▸ Given request:
Quote the material below verbatim, starting with the line that contains "Note: one point per instance of the statue head, never" and continuing through the end of the material.

------------------------

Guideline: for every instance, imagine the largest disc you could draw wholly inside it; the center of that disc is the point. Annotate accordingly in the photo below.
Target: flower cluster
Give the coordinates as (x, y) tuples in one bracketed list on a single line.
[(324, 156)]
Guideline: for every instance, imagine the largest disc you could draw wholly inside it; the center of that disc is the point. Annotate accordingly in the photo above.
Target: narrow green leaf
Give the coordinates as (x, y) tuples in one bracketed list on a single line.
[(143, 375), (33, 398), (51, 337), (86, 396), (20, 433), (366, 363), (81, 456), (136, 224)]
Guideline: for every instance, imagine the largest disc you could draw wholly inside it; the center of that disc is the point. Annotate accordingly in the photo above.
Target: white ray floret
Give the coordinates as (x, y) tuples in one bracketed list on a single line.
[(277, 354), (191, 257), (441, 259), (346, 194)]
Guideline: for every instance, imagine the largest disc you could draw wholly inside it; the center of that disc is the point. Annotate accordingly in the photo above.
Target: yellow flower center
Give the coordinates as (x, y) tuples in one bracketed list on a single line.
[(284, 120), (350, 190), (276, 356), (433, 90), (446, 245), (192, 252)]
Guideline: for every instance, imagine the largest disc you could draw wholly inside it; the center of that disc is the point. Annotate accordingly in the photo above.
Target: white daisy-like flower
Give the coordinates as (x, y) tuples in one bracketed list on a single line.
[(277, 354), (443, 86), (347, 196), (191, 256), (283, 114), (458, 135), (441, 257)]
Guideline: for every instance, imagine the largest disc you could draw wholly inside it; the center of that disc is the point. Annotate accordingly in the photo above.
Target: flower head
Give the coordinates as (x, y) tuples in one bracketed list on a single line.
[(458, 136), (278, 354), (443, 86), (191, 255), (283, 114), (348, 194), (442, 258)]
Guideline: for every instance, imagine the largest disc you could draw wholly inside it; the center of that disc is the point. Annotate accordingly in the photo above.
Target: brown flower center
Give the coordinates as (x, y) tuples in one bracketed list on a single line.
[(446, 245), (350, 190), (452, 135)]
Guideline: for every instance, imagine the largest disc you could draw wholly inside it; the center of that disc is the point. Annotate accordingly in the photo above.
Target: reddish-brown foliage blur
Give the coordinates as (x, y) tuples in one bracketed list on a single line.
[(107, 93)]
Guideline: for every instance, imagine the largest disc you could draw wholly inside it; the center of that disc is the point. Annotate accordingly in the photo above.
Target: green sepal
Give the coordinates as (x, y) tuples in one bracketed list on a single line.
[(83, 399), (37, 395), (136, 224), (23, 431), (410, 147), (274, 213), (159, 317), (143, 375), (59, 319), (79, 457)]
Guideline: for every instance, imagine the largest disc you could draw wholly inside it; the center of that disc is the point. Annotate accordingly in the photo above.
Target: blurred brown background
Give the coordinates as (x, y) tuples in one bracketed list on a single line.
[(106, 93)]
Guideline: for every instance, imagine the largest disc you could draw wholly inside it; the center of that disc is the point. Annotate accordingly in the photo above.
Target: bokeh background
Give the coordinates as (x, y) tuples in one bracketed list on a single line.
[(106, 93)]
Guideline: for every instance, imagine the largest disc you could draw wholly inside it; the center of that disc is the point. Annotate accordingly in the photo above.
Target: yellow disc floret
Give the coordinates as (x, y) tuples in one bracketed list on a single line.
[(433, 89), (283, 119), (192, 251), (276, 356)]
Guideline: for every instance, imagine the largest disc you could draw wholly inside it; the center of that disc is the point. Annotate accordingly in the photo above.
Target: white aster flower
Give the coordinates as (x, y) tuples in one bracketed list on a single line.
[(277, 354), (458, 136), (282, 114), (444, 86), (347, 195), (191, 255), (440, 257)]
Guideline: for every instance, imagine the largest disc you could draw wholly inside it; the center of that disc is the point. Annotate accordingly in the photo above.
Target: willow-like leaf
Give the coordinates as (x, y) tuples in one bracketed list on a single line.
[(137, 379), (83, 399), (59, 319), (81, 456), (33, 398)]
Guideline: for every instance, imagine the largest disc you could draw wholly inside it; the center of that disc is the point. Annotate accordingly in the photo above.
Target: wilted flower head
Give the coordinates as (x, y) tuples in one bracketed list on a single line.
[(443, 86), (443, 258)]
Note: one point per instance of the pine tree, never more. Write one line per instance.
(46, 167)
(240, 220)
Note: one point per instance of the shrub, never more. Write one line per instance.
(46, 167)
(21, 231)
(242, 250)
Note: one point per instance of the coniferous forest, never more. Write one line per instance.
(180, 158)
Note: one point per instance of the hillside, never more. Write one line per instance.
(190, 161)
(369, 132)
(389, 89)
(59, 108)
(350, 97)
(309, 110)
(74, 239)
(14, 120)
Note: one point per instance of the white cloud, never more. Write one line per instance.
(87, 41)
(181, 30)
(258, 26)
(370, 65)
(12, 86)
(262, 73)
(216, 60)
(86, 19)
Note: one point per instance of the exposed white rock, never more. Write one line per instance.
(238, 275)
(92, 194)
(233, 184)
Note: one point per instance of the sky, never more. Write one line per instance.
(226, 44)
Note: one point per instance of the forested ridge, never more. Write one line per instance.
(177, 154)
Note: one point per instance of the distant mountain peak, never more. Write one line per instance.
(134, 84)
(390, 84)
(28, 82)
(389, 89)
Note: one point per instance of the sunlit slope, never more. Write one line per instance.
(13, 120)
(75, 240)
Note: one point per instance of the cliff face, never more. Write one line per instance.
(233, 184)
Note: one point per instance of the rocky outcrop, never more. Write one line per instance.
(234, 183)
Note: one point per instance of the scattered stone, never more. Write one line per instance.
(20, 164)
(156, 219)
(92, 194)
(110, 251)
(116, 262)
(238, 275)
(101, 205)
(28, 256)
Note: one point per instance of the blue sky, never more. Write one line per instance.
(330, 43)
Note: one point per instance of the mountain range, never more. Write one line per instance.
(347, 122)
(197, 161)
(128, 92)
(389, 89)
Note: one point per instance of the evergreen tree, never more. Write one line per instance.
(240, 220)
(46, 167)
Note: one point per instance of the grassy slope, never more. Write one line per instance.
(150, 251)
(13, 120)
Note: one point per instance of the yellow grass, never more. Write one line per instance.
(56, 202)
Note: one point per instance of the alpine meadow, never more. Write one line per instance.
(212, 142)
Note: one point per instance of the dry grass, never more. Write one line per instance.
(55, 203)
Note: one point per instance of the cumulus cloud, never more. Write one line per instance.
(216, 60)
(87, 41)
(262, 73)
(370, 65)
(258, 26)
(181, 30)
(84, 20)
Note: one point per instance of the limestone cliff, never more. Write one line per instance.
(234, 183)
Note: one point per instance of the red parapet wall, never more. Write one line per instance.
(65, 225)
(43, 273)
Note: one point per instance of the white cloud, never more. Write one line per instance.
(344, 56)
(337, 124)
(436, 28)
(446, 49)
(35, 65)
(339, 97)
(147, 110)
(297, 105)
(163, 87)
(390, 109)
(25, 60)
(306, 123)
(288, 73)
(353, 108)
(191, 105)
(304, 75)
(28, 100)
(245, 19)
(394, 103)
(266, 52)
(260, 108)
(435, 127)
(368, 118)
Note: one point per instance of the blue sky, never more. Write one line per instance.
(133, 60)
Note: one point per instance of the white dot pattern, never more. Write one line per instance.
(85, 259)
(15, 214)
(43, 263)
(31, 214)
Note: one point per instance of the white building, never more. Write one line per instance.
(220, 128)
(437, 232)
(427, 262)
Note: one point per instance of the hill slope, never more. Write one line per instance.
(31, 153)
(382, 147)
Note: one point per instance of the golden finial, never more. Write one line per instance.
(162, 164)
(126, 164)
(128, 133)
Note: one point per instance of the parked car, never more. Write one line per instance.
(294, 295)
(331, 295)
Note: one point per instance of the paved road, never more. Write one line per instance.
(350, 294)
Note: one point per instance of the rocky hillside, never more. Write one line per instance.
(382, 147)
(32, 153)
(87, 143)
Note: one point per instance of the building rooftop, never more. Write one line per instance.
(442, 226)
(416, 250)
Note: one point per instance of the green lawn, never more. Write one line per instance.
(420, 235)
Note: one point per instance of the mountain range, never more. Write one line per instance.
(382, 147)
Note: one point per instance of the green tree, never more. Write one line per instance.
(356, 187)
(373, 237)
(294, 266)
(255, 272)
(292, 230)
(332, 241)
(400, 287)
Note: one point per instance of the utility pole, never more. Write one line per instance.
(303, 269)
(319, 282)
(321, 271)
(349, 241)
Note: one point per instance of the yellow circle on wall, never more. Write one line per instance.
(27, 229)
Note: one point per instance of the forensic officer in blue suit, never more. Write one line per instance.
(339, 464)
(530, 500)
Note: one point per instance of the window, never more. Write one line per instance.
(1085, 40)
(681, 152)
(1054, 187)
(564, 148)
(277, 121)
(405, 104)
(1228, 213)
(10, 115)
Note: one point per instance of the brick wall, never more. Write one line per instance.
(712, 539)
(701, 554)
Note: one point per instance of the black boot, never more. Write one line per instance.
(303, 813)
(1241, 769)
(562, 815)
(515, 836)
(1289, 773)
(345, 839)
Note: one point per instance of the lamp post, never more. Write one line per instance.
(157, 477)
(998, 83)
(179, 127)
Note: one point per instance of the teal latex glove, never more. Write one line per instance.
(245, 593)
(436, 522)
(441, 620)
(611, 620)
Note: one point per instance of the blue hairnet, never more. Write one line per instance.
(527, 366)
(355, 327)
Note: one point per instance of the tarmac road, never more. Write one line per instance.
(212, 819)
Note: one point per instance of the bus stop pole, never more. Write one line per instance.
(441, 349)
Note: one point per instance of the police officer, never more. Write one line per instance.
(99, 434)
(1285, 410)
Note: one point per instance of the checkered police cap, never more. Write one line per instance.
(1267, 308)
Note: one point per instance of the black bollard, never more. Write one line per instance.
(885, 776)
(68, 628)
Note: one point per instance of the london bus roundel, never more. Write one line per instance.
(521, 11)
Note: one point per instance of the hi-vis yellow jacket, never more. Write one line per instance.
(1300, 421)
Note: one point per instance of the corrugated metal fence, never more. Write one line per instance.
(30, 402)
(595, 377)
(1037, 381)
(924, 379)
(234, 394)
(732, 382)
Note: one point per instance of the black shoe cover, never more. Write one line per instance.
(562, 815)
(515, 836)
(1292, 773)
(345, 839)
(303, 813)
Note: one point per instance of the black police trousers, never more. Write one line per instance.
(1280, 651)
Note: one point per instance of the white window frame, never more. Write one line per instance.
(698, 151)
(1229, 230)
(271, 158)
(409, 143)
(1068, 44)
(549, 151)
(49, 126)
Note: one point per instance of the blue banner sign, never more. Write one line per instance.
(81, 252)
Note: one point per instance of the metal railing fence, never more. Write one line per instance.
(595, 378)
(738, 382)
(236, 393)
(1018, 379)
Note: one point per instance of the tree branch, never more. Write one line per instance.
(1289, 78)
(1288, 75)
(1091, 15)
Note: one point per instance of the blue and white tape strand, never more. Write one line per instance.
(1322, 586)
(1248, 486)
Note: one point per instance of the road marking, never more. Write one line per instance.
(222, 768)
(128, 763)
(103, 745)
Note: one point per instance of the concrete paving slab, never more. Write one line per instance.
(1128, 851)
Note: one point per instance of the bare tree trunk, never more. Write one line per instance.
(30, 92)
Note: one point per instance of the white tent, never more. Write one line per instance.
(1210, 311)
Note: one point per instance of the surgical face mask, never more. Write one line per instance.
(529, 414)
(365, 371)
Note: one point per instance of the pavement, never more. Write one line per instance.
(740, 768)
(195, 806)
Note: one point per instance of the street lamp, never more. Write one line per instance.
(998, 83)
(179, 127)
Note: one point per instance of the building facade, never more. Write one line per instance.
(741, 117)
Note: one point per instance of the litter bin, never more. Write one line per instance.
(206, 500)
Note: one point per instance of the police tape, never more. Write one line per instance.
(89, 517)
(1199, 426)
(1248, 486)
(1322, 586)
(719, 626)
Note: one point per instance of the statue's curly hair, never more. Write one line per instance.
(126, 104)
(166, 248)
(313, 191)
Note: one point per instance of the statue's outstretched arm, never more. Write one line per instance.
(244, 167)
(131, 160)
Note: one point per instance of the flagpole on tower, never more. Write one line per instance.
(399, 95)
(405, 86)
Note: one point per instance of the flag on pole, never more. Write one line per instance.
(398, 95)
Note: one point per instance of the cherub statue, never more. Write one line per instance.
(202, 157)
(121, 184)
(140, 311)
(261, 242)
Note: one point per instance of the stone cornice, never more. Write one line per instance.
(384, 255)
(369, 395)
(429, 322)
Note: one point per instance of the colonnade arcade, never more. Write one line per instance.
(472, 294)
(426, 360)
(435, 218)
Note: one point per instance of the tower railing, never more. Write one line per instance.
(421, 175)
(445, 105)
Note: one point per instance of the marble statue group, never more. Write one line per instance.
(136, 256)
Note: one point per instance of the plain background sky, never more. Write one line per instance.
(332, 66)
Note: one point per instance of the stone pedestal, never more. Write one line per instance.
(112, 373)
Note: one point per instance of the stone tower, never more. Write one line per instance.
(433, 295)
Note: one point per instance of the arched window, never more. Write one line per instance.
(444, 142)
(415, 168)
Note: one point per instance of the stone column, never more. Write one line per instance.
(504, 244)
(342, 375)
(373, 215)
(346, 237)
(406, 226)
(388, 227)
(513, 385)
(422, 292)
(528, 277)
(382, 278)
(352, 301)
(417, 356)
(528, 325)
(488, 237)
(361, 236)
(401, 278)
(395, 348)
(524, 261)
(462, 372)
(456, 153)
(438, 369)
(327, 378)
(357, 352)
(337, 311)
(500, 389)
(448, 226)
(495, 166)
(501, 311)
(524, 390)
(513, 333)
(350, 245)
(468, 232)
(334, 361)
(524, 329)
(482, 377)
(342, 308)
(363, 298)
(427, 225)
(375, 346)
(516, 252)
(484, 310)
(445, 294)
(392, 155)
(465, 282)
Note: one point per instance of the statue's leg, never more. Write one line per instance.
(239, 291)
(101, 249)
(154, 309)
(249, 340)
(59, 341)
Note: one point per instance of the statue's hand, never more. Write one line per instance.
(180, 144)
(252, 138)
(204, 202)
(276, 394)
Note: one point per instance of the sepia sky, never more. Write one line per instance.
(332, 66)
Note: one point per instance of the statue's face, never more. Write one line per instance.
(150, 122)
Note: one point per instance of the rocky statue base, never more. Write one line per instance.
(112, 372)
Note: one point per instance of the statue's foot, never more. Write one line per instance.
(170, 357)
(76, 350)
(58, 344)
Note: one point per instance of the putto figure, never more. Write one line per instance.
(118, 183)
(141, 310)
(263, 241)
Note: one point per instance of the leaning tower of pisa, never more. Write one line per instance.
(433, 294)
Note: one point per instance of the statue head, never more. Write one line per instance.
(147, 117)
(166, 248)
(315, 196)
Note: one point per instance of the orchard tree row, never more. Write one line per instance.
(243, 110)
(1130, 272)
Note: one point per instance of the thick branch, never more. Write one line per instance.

------------------------

▸ Solution:
Note: one point per instance of the statue head, never more. Write one line per instance.
(147, 117)
(166, 248)
(315, 196)
Note: one point per instance of the orchard tree row, never more. Write one line per instance.
(243, 110)
(1130, 272)
Note: one point per instance of the thick branch, never more. Write one line per instance.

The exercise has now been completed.